** WORK TO DO **
Rewrite every line of the material below as a numbered list, leaving out any blank lines.

** DATA **
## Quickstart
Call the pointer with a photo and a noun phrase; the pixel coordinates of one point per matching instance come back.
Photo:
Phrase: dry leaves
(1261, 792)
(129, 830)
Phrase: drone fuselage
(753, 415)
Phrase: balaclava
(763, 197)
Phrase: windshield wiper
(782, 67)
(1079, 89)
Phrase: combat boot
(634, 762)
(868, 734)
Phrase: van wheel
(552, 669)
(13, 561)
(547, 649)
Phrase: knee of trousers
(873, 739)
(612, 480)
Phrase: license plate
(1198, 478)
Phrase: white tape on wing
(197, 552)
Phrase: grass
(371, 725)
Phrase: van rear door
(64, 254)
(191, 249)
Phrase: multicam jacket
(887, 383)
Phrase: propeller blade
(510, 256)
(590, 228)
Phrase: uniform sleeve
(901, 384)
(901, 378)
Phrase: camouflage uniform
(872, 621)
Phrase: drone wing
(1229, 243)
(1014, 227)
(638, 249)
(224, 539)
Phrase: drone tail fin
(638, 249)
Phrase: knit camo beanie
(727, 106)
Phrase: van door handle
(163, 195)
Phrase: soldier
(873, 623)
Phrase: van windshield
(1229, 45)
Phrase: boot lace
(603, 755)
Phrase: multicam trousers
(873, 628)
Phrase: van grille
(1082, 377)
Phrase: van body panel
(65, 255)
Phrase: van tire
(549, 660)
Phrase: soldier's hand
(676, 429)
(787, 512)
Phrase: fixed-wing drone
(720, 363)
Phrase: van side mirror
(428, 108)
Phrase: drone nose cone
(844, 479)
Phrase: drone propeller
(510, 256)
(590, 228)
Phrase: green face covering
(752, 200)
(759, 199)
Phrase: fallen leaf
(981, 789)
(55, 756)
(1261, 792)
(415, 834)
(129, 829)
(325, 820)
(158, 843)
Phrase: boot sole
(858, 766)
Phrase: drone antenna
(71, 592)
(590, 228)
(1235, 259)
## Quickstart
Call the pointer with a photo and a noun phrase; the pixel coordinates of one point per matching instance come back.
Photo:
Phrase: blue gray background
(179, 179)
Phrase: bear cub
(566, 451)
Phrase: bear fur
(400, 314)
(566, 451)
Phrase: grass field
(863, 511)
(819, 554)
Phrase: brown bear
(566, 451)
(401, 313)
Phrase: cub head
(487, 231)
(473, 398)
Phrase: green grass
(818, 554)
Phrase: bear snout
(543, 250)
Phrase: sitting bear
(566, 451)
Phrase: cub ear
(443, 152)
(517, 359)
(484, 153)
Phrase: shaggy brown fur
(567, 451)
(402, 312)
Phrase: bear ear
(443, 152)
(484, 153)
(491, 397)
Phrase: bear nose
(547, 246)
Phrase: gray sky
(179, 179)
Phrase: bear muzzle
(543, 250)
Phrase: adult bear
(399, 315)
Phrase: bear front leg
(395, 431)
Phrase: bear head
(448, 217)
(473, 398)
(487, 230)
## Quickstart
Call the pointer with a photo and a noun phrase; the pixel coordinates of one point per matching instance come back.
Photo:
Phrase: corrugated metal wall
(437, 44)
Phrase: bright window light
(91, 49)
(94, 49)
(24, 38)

** RESULT OF THE EXERCISE **
1. ## Quickstart
2. Call the pointer with a photo and a noun phrase; the pixel coordinates of one point per matching instance come back.
3. Photo:
4. Phrase: dry leaves
5. (1261, 792)
6. (129, 830)
7. Phrase: drone fuselage
8. (753, 415)
9. Phrase: balaclava
10. (763, 197)
11. Phrase: windshield wiper
12. (782, 67)
13. (1079, 89)
14. Phrase: combat boot
15. (634, 762)
16. (868, 734)
17. Phrase: van wheel
18. (552, 669)
19. (13, 561)
20. (547, 649)
21. Phrase: knee of trousers
22. (873, 739)
23. (612, 480)
24. Phrase: license plate
25. (1198, 478)
26. Phrase: white tape on wing
27. (197, 552)
28. Phrase: grass
29. (371, 725)
30. Phrase: van rear door
31. (64, 254)
32. (191, 249)
33. Phrase: multicam jacket
34. (887, 383)
35. Phrase: propeller blade
36. (510, 256)
37. (590, 228)
38. Phrase: uniform sleeve
39. (901, 384)
40. (901, 378)
41. Phrase: camouflage uniform
42. (872, 621)
43. Phrase: drone wing
44. (1229, 243)
45. (1014, 227)
46. (638, 249)
47. (224, 539)
48. Phrase: drone tail fin
49. (638, 249)
50. Phrase: knit camo beanie
51. (727, 106)
52. Phrase: van door handle
53. (163, 195)
54. Phrase: soldier
55. (873, 623)
56. Phrase: van windshield
57. (1229, 45)
58. Phrase: boot lace
59. (603, 755)
60. Phrase: multicam trousers
61. (873, 628)
62. Phrase: van grille
63. (1082, 377)
64. Phrase: van body panel
65. (65, 255)
66. Phrase: van tire
67. (549, 660)
68. Phrase: soldier's hand
69. (676, 429)
70. (787, 512)
71. Phrase: fixed-wing drone
72. (720, 363)
73. Phrase: van side mirror
74. (428, 108)
75. Phrase: drone nose cone
76. (844, 479)
77. Phrase: drone propeller
78. (510, 256)
79. (590, 228)
80. Phrase: green face covering
81. (752, 200)
82. (759, 199)
83. Phrase: fallen leaf
84. (981, 789)
85. (55, 756)
86. (1261, 792)
87. (415, 834)
88. (129, 829)
89. (325, 820)
90. (158, 843)
91. Phrase: boot sole
92. (858, 766)
93. Phrase: drone antenna
94. (71, 592)
95. (590, 228)
96. (1235, 259)
97. ## Quickstart
98. Call the pointer with a photo and a noun phrase; the pixel coordinates of one point per matching instance come back.
99. Photo:
100. Phrase: blue gray background
101. (179, 179)
102. Phrase: bear cub
103. (566, 451)
104. Phrase: bear fur
105. (400, 314)
106. (566, 451)
107. Phrase: grass field
108. (863, 511)
109. (819, 554)
110. Phrase: brown bear
111. (566, 451)
112. (401, 313)
113. Phrase: cub head
114. (487, 231)
115. (473, 398)
116. Phrase: green grass
117. (818, 554)
118. Phrase: bear snout
119. (543, 250)
120. Phrase: sitting bear
121. (566, 451)
122. Phrase: cub ear
123. (443, 152)
124. (517, 359)
125. (484, 153)
126. Phrase: shaggy brown fur
127. (567, 451)
128. (402, 312)
129. Phrase: bear ear
130. (443, 152)
131. (484, 153)
132. (491, 397)
133. Phrase: bear nose
134. (547, 246)
135. Phrase: gray sky
136. (179, 179)
137. Phrase: bear muzzle
138. (543, 250)
139. Phrase: adult bear
140. (399, 315)
141. Phrase: bear front leg
142. (395, 431)
143. Phrase: bear head
144. (448, 217)
145. (473, 398)
146. (487, 230)
147. ## Quickstart
148. Call the pointer with a photo and a noun phrase; the pixel coordinates of one point per matching instance come back.
149. Photo:
150. Phrase: corrugated metal wall
151. (437, 44)
152. Phrase: bright window light
153. (91, 49)
154. (94, 49)
155. (24, 38)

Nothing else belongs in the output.